◆ **Text**:

This is a combined undergraduate and graduate level course during which you will study and compare the design and implementation of modern operating systems. Undergraduate students register for CS 3013 (seven weeks) and graduate students register for CS 502 (ten weeks).
The course covers key components and principles found in most modern operating systems, and outlines the design tradeoffs of various implementations. The course will:
Time and Place: Thursdays, 6:00pm - 9:50pm, Fuller Labs 311
CS 3013: May 18 — June 29, 2006
CS 502: May 18 — July 20,
2006
Professor: Hugh C. Lauer
Email: <my last name>@cs.wpi.edu
Office hours: (by appointment) but I will try to be in my office at least by 5:00 PM on class days
Office: Fuller Labs, room 239
Required Textbook: Andrew S. Tanenbaum, Modern Operating Systems. 2nd edition, Prentice Hall, 2001.
Supplementary textbook: Silberschatz, Galvin, and Gagne, Operating Systems Concepts, Seventh Edition, John Wiley and Sons, 2005.
Class e-mail lists: cs3013-all at cs.wpi.edu and cs502-all at cs.wpi.edu. E-mails should be sent to both lists in order to reach all students
Students needing to be absent from class should notify the professor by e-mail as soon as possible.
Traditionally, CS 3013 meets for four 1-hour classes per week for a seven-week undergraduate term (28 hours). CS 502 meets for one 3-hour class per week for a fourteen week graduate term (42 hours); generally, CS 502 meets in the evenings for the convenience of part-time students. This combined course will meet for one 4-hour evening class per week — CS 3013 students will attend for the first seven weeks (28 hours), and CS 502 students will attend for the full ten weeks (40 hours).

◆ **Supplied information**:
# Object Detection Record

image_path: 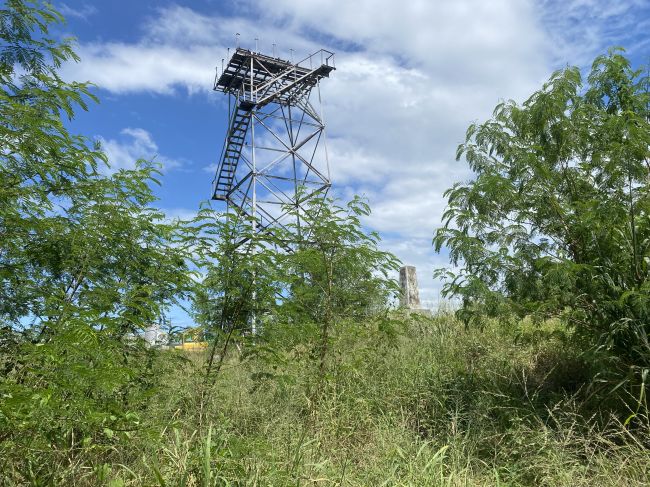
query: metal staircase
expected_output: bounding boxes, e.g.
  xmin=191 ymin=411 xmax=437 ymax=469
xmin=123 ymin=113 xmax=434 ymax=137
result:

...

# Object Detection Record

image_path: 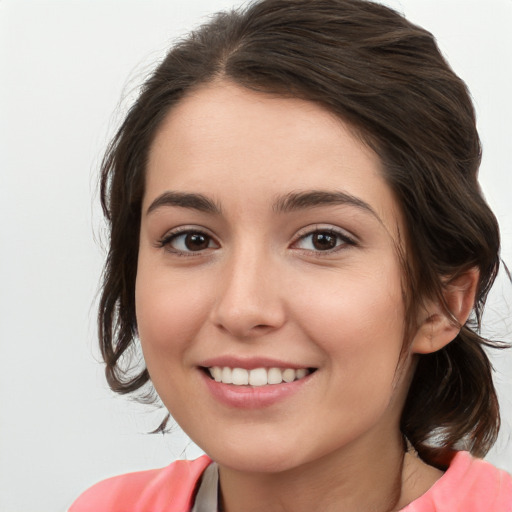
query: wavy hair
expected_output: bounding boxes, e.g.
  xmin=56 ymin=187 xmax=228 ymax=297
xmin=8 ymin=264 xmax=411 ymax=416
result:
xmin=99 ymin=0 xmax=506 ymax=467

◆ **Brief 1**: Return, verbatim, the passage of the course page between "This is a combined" and "Prentice Hall, 2001.", inclusive.
◆ **Brief 2**: Select each line in the listing that contains the string "ymin".
The course page and the listing have nothing to do with each other.

◆ **Finished answer 1**:
This is a combined undergraduate and graduate level course during which you will study and compare the design and implementation of modern operating systems. Undergraduate students register for CS 3013 (seven weeks) and graduate students register for CS 502 (ten weeks).
The course covers key components and principles found in most modern operating systems, and outlines the design tradeoffs of various implementations. The course will:
Time and Place: Thursdays, 6:00pm - 9:50pm, Fuller Labs 311
CS 3013: May 18 — June 29, 2006
CS 502: May 18 — July 20,
2006
Professor: Hugh C. Lauer
Email: <my last name>@cs.wpi.edu
Office hours: (by appointment) but I will try to be in my office at least by 5:00 PM on class days
Office: Fuller Labs, room 239
Required Textbook: Andrew S. Tanenbaum, Modern Operating Systems. 2nd edition, Prentice Hall, 2001.

◆ **Finished answer 2**:
  xmin=191 ymin=411 xmax=437 ymax=469
xmin=123 ymin=113 xmax=434 ymax=137
  xmin=56 ymin=187 xmax=228 ymax=297
xmin=8 ymin=264 xmax=411 ymax=416
xmin=99 ymin=0 xmax=506 ymax=467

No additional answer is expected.